* DIRECTIVE
Retype the lines starting at the one containing "of the woman" and ending at the one containing "M241 500L108 351L58 483Z", keeping every character unchanged.

* DATA SHOWN
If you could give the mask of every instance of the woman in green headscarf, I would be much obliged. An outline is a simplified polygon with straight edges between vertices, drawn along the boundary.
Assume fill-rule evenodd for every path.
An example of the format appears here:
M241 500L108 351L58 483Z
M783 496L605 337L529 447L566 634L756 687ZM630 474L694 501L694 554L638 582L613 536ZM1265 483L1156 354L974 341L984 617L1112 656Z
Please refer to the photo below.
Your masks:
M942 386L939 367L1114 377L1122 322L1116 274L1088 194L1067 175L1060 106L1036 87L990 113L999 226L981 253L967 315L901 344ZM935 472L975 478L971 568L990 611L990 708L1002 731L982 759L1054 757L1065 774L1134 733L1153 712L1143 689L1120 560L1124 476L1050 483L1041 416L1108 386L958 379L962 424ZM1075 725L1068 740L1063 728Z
==
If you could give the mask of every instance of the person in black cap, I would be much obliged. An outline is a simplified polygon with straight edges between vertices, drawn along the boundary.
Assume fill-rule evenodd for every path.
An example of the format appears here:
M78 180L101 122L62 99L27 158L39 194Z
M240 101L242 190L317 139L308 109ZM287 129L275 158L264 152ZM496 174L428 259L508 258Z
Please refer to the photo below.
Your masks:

* ANSWER IN FULL
If you could give the mask of every instance of the woman in green headscarf, I would be much obliged. An outline is a simplified polygon with straight edges between vertices, drawn along the boundary.
Assume fill-rule evenodd for every path.
An example of the format appears here:
M241 500L108 351L58 483Z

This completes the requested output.